- **What to do**
Write out each of the rows below word for word, with no changes.

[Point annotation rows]
* Start *

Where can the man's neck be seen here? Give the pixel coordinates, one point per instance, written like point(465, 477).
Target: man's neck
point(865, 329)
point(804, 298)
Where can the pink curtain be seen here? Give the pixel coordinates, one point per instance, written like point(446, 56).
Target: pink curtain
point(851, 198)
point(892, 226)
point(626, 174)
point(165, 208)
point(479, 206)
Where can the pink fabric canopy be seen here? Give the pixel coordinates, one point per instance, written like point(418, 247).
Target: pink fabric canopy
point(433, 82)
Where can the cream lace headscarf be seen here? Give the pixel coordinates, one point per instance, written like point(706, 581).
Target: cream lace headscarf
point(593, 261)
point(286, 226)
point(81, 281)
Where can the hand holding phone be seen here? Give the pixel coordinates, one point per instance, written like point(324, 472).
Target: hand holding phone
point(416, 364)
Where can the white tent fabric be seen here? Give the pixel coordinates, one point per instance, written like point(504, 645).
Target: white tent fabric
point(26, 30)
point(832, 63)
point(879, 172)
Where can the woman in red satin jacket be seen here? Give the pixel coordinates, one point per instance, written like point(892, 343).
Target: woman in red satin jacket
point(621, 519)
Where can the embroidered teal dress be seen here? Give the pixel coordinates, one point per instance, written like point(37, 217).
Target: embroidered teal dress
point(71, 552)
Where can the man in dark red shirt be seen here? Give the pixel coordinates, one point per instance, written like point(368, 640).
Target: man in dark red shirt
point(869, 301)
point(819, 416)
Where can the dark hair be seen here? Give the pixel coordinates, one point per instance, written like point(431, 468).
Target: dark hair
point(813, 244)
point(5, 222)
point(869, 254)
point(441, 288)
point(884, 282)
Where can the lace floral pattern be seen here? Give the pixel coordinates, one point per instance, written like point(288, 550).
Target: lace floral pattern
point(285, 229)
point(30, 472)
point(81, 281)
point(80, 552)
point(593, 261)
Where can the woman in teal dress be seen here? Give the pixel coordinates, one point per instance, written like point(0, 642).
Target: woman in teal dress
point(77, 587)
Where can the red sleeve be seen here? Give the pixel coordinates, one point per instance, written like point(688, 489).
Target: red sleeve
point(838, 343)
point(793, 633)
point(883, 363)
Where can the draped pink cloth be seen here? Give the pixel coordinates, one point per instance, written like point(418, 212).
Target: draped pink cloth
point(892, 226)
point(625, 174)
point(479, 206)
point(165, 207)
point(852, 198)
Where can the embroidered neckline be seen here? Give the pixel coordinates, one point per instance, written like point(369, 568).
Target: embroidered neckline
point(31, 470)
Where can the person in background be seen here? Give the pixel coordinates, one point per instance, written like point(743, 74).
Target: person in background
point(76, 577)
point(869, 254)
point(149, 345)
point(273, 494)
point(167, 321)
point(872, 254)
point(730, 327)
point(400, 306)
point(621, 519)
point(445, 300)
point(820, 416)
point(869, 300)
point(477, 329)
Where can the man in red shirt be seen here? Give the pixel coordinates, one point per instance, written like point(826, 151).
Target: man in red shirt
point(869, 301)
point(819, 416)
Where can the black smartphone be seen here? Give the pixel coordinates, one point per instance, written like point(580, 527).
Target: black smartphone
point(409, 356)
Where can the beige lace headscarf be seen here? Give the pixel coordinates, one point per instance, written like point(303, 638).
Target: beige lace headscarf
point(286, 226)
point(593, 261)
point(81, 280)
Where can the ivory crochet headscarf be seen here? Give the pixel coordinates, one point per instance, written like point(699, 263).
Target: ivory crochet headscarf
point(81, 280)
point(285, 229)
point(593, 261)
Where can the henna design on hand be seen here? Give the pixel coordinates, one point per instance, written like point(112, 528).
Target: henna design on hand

* End *

- **Expected answer**
Where can the man's neck be seen here? Give the pixel coordinates, one point per instance, written like point(465, 477).
Target: man's neck
point(865, 329)
point(804, 298)
Where can the pink curtain be seen here? Give the pixel coordinates, one point per instance, written like point(446, 56).
Target: pink curtain
point(851, 198)
point(892, 226)
point(626, 174)
point(165, 208)
point(479, 206)
Where can the pink fabric canopy be seen here? Give the pixel coordinates, one point per instance, written like point(418, 247).
Target: pink fabric canopy
point(433, 82)
Where can the cream lace headscarf be seen here? Give the pixel coordinates, one point per instance, written like point(706, 581).
Target: cream lace headscarf
point(593, 261)
point(286, 226)
point(81, 281)
Where can the hand holding phone be seen here? Give the pixel coordinates, one point per instance, written like point(324, 472).
Target: hand holding phone
point(416, 364)
Where can the white tent fabric be seen here? Give the pixel coordinates, one point per instance, written like point(504, 645).
Target: white tent fabric
point(26, 30)
point(832, 63)
point(879, 172)
Where can the woman in red satin jacket be seen here? Give the pixel coordinates, one point per instance, written like point(892, 343).
Target: woman in red satin jacket
point(621, 519)
Where can the embroidered teal dress be seen here? Give the pixel coordinates, one point per instance, written like point(37, 217).
Target: embroidered teal dress
point(71, 552)
Where can the man in dark red shirt be seen here? Give the pixel coordinates, one point per instance, written like point(368, 640).
Target: man in dark red shirt
point(869, 301)
point(819, 416)
Where can the dark hair be seen here? Give the pixel coordinates, one point per instance, written like point(431, 468).
Target: dark hair
point(813, 244)
point(5, 222)
point(869, 254)
point(441, 288)
point(884, 282)
Where can the lace floral pattern be seen here? Give the pixel coordinates, one point per instance, written like point(288, 550).
Target: lace floral pattern
point(285, 229)
point(30, 472)
point(81, 281)
point(80, 552)
point(593, 261)
Where can the woman in teal dress be seen here? Give the pixel coordinates, one point per instance, written like point(0, 642).
Target: woman in teal dress
point(77, 587)
Where can the red sleeve be seen here? Give the pixel coordinates, one point per instance, written like point(688, 489).
Target: red sleeve
point(838, 343)
point(793, 633)
point(883, 363)
Where can the draped pink cloth be seen here? Give the pixel coordinates, one point per instance, written like point(418, 212).
Target: draped pink cloth
point(892, 226)
point(625, 174)
point(479, 206)
point(165, 207)
point(852, 198)
Where can the embroidered neckline be seen here? Give the pixel coordinates, one point per instance, written like point(369, 568).
Target: embroidered neckline
point(31, 470)
Where can the person in background be seen here? Give the pixel coordinates, one point per instance, written like point(743, 74).
Target: person in background
point(76, 577)
point(869, 254)
point(149, 345)
point(273, 494)
point(167, 321)
point(872, 254)
point(730, 327)
point(400, 306)
point(621, 519)
point(445, 300)
point(820, 416)
point(869, 300)
point(477, 329)
Where can the man in red shirt be seen here? Give the pixel coordinates, one point per instance, written like point(826, 151).
Target: man in red shirt
point(869, 301)
point(819, 416)
Where can the black smartphone be seen here? Give the pixel coordinates, one point per instance, written like point(580, 527).
Target: black smartphone
point(409, 356)
Where can the beige lace headscarf be seen here? Give the pixel coordinates, one point per instance, written like point(303, 638).
Target: beige lace headscarf
point(286, 226)
point(593, 261)
point(81, 280)
Where can the ivory crochet headscarf be seen here? Give the pixel coordinates, one point per instance, written like point(699, 263).
Target: ivory crochet headscarf
point(81, 280)
point(285, 229)
point(593, 261)
Where can the henna design on hand be seen here? Give the pixel coordinates, one point per instance, written like point(112, 528).
Target: henna design on hand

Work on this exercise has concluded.